The problem :: Your task is to copy every line of the records below that contains "translucent".

(Dataset items)
★ ★ ★
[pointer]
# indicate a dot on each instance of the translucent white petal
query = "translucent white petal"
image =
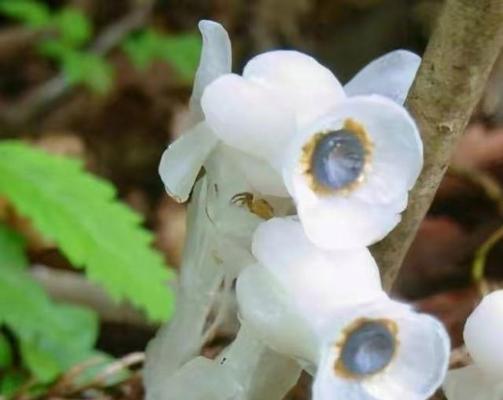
(216, 60)
(260, 175)
(247, 116)
(371, 210)
(319, 281)
(416, 369)
(299, 80)
(420, 363)
(394, 139)
(471, 383)
(390, 75)
(268, 309)
(344, 223)
(214, 382)
(183, 159)
(483, 334)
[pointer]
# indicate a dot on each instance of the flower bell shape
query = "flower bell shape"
(295, 288)
(482, 334)
(381, 351)
(347, 157)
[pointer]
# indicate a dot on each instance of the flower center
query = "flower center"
(336, 160)
(368, 348)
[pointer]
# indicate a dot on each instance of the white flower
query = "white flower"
(471, 383)
(327, 309)
(348, 162)
(382, 351)
(296, 287)
(483, 334)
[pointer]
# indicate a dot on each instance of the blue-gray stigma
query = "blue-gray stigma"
(367, 349)
(336, 160)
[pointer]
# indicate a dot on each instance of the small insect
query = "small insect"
(259, 207)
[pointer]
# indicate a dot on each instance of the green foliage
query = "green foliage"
(5, 352)
(11, 381)
(79, 212)
(34, 14)
(93, 71)
(181, 51)
(52, 337)
(12, 252)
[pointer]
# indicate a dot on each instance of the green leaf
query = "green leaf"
(34, 14)
(5, 352)
(80, 213)
(183, 53)
(180, 51)
(73, 26)
(11, 381)
(89, 69)
(53, 337)
(12, 248)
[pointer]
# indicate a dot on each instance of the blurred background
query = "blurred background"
(106, 83)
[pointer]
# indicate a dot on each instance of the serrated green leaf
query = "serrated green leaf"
(52, 336)
(12, 248)
(88, 69)
(79, 212)
(5, 352)
(10, 382)
(32, 13)
(73, 26)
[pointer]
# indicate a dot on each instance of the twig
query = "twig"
(479, 261)
(455, 68)
(52, 91)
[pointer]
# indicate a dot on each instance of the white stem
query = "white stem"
(200, 278)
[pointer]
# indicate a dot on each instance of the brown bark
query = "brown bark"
(462, 50)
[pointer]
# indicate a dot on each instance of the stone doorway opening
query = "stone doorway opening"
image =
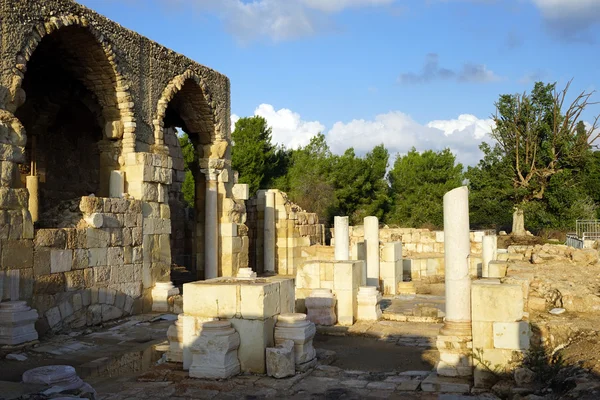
★ ★ ★
Reply ::
# indicate a dot on each instance of the translucent white petal
query = "translucent white petal"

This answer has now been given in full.